TASK DIRECTIONS:
Pull out each line in the entries below that contains the string "model", copying it without changes.

========

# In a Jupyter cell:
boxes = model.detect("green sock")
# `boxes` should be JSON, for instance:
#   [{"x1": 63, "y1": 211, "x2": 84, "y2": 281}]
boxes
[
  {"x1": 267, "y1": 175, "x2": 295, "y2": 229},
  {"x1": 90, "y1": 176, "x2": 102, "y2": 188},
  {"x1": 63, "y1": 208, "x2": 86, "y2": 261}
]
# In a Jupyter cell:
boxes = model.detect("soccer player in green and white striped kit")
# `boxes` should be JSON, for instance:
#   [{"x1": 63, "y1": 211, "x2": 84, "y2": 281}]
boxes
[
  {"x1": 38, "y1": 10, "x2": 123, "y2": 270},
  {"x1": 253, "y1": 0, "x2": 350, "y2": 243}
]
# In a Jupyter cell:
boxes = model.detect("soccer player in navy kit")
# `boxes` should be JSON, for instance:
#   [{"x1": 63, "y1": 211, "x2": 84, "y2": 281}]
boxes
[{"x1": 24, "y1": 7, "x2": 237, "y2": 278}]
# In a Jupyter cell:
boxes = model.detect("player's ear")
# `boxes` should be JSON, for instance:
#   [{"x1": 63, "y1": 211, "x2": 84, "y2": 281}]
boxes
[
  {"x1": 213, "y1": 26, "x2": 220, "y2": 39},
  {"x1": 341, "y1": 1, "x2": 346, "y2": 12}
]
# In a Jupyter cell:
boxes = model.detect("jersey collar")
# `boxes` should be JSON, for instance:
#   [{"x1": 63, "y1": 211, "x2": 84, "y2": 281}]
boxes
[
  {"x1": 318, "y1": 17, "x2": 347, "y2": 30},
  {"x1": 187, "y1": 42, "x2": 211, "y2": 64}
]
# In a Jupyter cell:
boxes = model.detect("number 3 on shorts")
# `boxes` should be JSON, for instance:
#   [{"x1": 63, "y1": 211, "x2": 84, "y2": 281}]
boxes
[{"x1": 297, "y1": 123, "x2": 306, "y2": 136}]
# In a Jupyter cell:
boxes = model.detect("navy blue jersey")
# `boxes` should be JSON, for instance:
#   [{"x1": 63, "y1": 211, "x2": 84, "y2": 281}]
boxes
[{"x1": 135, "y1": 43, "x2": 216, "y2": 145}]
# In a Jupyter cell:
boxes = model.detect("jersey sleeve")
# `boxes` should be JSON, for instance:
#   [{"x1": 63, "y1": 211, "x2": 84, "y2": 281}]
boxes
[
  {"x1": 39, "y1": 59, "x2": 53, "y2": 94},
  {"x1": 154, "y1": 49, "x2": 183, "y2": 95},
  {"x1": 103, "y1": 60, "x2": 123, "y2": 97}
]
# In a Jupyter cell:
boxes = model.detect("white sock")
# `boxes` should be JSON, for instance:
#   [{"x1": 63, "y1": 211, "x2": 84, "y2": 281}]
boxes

========

SOLUTION:
boxes = model.detect("green sock")
boxes = model.detect("soccer player in green and white striped kit")
boxes = model.detect("soccer player in navy kit")
boxes = model.detect("player's ear")
boxes = model.detect("jersey collar")
boxes = model.detect("number 3 on shorts")
boxes = model.detect("navy blue jersey")
boxes = model.detect("jersey sleeve")
boxes = model.detect("white sock")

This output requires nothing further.